Rewrite the material below as a numbered list, from the line containing "pixel 145 1023." down to the line containing "pixel 237 489", with both of those lines included and any blank lines left out. Give only those lines.

[START OF MATERIALS PROVIDED]

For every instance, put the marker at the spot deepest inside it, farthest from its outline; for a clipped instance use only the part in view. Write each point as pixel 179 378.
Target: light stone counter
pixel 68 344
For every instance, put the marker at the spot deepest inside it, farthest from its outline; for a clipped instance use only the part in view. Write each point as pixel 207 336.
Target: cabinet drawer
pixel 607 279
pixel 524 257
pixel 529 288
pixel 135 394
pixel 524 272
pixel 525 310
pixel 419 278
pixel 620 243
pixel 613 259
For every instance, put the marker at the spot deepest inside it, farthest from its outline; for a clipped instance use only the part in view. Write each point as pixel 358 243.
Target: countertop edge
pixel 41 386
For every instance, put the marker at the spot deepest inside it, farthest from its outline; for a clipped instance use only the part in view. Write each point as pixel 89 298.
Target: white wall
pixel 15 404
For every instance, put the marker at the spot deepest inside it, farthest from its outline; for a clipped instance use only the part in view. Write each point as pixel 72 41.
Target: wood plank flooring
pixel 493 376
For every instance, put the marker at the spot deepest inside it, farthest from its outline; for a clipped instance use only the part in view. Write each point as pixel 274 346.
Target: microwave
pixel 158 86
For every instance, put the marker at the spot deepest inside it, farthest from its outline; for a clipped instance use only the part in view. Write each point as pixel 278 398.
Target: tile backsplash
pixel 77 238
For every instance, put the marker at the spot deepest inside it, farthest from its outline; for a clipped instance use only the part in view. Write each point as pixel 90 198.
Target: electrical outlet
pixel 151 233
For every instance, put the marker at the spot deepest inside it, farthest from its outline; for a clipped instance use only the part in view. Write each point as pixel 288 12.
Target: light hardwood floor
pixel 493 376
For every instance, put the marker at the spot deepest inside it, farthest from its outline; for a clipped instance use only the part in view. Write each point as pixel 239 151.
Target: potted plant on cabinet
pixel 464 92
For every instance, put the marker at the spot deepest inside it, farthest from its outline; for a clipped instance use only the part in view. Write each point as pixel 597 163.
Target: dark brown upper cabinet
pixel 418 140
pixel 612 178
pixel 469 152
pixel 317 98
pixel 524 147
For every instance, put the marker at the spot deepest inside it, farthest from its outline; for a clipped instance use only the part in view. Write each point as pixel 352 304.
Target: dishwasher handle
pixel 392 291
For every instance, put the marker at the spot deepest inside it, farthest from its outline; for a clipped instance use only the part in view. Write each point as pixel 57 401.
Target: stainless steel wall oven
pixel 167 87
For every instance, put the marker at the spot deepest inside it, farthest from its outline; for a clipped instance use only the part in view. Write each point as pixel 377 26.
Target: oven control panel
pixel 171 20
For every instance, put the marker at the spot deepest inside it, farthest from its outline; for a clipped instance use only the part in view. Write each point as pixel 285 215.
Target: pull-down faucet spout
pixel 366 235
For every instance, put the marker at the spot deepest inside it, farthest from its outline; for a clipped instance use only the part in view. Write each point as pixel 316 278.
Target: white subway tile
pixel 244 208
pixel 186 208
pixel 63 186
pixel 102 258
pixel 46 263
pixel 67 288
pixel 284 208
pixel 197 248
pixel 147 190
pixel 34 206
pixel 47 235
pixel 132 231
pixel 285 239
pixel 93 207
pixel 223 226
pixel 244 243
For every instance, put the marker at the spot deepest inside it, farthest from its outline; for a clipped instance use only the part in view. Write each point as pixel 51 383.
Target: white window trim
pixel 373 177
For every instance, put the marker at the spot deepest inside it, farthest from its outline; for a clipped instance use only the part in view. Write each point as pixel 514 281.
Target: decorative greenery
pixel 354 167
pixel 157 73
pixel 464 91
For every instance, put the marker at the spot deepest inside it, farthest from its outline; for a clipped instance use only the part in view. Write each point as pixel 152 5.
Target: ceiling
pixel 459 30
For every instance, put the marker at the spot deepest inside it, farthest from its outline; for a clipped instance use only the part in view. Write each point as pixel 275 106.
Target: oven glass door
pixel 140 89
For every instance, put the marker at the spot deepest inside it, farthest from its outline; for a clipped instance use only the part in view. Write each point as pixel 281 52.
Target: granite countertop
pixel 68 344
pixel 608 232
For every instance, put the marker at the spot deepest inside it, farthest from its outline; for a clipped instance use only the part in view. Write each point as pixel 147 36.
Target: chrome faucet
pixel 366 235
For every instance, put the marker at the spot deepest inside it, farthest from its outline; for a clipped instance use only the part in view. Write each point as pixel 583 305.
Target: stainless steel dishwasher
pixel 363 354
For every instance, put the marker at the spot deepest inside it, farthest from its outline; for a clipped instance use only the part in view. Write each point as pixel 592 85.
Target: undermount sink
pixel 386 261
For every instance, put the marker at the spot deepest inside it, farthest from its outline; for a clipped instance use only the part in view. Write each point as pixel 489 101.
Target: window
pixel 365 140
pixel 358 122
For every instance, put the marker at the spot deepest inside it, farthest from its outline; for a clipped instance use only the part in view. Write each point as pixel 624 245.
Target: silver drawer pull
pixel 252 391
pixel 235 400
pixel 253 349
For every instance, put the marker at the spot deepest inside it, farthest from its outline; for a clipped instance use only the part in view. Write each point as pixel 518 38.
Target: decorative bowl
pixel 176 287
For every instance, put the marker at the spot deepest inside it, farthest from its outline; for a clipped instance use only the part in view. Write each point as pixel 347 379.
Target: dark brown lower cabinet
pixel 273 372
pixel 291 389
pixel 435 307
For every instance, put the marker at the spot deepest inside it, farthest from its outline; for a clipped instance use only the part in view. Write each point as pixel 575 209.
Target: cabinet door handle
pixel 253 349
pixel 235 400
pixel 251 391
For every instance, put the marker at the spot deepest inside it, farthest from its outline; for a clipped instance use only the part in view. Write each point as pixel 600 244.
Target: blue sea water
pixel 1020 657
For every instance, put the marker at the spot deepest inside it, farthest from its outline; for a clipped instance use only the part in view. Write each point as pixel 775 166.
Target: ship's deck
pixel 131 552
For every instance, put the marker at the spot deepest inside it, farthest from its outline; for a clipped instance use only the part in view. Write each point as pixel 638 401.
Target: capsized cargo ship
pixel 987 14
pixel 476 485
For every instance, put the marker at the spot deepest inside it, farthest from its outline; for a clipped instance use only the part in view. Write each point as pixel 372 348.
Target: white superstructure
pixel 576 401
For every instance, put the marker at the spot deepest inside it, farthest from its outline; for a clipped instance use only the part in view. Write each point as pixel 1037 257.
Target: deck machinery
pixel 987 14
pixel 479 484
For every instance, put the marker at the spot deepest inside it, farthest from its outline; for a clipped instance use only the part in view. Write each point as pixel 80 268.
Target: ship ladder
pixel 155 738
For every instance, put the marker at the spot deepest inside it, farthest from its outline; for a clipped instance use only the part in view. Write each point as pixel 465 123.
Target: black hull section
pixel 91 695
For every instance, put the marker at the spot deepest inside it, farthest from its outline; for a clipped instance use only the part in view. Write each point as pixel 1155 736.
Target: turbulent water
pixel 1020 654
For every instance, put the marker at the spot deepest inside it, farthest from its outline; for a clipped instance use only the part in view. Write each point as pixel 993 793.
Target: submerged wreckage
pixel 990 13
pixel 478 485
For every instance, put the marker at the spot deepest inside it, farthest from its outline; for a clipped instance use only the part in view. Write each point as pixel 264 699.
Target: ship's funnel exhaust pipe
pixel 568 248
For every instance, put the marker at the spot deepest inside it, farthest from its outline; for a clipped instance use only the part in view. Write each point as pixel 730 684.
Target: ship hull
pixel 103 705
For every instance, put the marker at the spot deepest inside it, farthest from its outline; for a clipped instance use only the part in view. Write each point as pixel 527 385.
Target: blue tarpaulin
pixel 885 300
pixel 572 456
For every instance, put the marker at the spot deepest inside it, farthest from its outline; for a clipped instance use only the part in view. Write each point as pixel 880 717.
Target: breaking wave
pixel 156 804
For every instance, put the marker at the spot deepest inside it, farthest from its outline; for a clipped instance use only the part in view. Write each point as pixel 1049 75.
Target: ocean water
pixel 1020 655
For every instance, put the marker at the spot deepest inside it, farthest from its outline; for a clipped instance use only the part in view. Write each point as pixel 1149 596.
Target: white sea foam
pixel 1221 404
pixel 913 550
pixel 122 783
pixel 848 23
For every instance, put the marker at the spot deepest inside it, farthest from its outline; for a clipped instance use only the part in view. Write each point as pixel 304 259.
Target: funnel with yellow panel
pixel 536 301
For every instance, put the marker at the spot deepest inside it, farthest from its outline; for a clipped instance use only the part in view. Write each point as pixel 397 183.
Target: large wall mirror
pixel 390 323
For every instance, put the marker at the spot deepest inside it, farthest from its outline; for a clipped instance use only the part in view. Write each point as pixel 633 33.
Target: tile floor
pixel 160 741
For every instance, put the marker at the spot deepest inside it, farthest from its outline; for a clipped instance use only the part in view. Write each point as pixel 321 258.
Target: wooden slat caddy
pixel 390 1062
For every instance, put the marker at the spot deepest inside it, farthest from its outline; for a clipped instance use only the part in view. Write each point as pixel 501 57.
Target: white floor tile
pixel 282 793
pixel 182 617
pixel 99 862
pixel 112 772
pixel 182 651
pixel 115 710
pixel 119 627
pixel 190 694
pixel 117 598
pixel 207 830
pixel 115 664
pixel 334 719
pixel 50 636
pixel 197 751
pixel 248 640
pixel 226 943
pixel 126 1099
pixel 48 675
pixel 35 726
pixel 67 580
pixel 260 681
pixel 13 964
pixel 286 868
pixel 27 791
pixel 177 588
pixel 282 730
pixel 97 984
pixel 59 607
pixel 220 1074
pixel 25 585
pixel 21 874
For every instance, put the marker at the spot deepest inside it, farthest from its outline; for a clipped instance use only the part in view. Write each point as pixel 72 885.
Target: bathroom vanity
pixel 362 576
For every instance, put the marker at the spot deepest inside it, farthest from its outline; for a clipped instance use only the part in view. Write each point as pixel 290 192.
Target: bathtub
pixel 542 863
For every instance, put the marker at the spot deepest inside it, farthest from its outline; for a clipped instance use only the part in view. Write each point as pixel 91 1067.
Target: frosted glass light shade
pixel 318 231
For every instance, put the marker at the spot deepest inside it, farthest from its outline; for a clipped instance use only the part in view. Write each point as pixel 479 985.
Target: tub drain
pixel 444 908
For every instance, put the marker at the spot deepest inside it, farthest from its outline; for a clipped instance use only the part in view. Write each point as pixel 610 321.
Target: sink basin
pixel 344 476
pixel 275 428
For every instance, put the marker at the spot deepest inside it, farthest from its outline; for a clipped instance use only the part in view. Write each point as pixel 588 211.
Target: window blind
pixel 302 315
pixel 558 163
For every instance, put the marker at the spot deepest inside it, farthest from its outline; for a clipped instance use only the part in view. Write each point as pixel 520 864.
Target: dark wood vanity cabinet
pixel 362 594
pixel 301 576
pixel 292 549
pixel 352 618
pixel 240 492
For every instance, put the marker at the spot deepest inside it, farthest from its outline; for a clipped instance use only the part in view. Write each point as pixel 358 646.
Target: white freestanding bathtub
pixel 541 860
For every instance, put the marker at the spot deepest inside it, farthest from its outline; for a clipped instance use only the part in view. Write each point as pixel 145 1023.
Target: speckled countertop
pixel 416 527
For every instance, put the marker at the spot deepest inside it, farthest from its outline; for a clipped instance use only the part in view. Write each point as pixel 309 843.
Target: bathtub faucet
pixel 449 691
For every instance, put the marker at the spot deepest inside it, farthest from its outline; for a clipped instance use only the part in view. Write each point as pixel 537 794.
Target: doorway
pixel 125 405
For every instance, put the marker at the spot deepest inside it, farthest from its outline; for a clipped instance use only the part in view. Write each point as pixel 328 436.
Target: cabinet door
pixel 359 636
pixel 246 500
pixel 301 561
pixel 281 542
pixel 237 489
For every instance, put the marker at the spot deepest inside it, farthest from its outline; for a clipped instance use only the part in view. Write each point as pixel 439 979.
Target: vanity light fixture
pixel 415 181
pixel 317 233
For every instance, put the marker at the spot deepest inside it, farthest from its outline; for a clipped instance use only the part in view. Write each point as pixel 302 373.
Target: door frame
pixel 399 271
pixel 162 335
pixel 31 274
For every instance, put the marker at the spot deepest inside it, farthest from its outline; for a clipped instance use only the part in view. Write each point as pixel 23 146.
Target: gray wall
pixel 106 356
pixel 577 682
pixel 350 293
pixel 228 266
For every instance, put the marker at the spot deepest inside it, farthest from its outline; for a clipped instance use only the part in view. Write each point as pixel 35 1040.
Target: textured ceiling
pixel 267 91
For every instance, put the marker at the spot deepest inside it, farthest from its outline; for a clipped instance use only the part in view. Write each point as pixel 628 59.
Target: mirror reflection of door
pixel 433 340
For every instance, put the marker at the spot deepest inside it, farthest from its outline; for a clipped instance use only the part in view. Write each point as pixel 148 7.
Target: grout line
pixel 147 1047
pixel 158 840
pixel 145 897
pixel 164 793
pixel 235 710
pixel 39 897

[END OF MATERIALS PROVIDED]

» **EXERCISE OUTPUT**
1. For every instance, put the marker at the spot deepest inside it, farthest from its outline; for a clipped instance use only the part in view. Write each point as pixel 145 1023.
2. Target: speckled countertop
3. pixel 416 527
4. For every instance, put the marker at the spot deepest inside it, farthest from its outline; for a clipped instance use only the part in view. Write each point as pixel 309 843.
5. Target: bathtub faucet
6. pixel 449 691
7. For every instance, put the marker at the spot deepest inside it, farthest from its outline; for a clipped instance use only the part in view. Write each point as pixel 537 794.
8. Target: doorway
9. pixel 125 405
10. For every instance, put the marker at the spot deepest inside it, farthest from its outline; for a clipped instance use only the part in view. Write each point as pixel 328 436.
11. Target: cabinet door
12. pixel 359 636
13. pixel 246 500
14. pixel 301 561
15. pixel 281 542
16. pixel 237 489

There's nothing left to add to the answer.